[Pointing dataset records]
<<<<
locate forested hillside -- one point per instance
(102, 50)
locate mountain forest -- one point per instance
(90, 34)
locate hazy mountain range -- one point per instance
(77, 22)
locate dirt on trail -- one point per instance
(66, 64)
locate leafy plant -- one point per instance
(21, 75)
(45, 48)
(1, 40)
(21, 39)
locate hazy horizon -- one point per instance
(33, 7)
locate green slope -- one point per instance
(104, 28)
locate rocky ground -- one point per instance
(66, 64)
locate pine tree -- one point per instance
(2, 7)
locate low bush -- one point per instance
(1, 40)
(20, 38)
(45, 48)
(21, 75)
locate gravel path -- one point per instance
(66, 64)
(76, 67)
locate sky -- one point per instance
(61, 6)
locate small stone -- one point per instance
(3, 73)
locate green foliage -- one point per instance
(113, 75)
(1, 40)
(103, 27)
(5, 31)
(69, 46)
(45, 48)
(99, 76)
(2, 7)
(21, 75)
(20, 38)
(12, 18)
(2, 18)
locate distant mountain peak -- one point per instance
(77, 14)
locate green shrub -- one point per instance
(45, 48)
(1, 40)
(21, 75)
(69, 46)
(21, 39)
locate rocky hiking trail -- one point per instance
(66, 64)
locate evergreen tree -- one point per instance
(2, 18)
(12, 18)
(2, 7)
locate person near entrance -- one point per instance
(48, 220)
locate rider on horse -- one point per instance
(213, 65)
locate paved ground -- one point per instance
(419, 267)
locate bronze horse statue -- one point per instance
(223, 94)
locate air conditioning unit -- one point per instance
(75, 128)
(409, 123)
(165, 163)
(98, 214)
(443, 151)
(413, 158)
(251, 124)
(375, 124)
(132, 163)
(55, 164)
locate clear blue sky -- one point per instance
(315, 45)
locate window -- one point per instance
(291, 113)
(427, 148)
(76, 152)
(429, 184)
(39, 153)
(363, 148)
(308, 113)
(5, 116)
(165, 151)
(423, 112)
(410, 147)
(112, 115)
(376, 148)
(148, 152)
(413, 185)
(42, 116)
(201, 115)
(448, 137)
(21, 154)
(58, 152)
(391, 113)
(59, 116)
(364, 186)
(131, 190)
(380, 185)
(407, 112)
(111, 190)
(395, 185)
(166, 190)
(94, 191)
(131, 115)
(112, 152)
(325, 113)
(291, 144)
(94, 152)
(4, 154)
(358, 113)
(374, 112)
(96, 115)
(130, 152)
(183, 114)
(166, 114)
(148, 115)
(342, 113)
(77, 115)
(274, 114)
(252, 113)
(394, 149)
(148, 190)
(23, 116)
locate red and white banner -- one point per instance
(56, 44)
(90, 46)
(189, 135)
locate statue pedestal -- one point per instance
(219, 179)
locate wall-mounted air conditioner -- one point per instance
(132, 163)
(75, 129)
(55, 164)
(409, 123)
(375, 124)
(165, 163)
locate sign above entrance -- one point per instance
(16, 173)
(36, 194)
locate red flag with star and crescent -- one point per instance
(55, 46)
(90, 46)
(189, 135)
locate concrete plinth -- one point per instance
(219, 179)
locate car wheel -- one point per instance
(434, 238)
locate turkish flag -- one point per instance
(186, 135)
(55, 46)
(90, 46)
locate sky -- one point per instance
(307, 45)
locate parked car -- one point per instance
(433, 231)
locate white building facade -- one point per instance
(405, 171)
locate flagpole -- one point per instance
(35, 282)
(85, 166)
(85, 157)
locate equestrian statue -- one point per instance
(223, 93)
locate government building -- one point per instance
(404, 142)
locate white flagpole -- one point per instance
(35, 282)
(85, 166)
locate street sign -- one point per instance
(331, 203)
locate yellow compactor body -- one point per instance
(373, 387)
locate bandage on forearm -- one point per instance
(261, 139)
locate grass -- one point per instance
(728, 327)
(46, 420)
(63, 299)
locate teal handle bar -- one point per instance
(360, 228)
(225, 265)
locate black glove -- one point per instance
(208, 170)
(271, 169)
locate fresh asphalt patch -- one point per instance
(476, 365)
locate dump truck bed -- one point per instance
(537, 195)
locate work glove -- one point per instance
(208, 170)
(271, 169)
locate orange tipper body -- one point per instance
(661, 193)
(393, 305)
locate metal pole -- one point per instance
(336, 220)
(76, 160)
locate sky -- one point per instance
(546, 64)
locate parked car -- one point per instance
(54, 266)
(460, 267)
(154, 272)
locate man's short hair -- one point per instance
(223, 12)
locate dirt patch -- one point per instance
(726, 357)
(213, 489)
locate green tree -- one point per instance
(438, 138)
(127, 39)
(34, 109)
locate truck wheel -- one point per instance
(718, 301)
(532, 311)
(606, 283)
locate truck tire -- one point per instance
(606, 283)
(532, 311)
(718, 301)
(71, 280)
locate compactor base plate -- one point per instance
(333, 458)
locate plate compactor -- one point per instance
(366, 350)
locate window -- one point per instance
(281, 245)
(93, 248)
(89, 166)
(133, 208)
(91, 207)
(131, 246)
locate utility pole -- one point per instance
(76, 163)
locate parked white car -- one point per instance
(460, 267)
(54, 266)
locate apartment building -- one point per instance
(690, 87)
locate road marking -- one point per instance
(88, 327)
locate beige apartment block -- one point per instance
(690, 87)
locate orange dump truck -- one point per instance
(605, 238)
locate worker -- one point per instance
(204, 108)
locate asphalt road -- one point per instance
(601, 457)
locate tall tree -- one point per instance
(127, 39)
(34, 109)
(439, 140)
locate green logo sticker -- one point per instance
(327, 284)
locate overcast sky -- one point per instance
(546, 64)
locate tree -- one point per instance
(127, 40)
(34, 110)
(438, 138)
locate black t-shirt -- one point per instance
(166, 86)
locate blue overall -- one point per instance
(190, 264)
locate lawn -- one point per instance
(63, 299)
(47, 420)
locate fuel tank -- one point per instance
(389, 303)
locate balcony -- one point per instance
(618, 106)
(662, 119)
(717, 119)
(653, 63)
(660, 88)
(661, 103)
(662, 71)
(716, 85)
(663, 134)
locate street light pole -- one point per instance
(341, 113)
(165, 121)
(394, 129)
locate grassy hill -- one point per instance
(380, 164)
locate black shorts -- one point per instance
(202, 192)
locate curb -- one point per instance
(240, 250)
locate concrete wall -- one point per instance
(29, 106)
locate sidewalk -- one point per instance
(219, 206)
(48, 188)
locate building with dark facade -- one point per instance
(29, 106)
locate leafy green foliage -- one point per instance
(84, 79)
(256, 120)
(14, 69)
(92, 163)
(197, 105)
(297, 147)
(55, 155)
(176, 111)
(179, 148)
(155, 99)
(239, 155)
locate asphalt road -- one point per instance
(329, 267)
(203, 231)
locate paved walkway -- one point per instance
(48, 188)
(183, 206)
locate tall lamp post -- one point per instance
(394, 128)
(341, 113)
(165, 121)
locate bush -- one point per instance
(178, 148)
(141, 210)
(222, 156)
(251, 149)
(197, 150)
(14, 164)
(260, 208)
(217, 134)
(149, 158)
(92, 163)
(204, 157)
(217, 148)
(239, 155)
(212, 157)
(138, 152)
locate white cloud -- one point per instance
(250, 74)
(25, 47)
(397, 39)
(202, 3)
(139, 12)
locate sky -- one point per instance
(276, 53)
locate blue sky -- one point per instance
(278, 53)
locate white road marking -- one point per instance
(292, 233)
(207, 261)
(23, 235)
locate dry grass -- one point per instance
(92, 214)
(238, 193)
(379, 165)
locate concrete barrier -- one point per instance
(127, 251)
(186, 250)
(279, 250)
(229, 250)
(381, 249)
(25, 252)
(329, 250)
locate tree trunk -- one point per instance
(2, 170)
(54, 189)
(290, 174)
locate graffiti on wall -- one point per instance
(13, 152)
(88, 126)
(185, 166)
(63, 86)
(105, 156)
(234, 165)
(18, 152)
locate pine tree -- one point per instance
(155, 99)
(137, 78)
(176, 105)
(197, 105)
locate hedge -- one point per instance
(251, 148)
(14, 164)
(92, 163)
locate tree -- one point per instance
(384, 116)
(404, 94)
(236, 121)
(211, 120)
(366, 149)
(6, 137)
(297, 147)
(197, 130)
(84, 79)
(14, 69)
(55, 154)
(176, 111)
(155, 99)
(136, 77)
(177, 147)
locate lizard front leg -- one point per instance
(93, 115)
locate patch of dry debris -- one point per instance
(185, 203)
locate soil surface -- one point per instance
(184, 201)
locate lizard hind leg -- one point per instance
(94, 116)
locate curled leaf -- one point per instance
>>>>
▸ **TASK TO CARRY OUT**:
Reproduce, word for word, only the lines from the one that contains "locate graffiti on" through the final line.

▸ **SOLUTION TO THIS TASK**:
locate graffiti on wall -- one point per instance
(13, 152)
(88, 126)
(185, 166)
(63, 86)
(105, 156)
(234, 165)
(18, 152)
locate pine tree -- one point per instance
(155, 99)
(137, 78)
(176, 105)
(197, 105)
locate hedge -- one point per instance
(251, 148)
(14, 164)
(92, 163)
locate tree -- one point per instance
(384, 116)
(404, 94)
(236, 121)
(211, 120)
(366, 149)
(6, 137)
(297, 147)
(197, 130)
(84, 79)
(14, 69)
(55, 154)
(176, 111)
(155, 99)
(136, 77)
(177, 147)
locate lizard front leg -- one point per instance
(93, 115)
locate patch of dry debris -- one point per instance
(185, 203)
locate soil surface -- one point per instance
(184, 201)
locate lizard hind leg -- one point per instance
(94, 116)
locate curled leaf -- one point per instance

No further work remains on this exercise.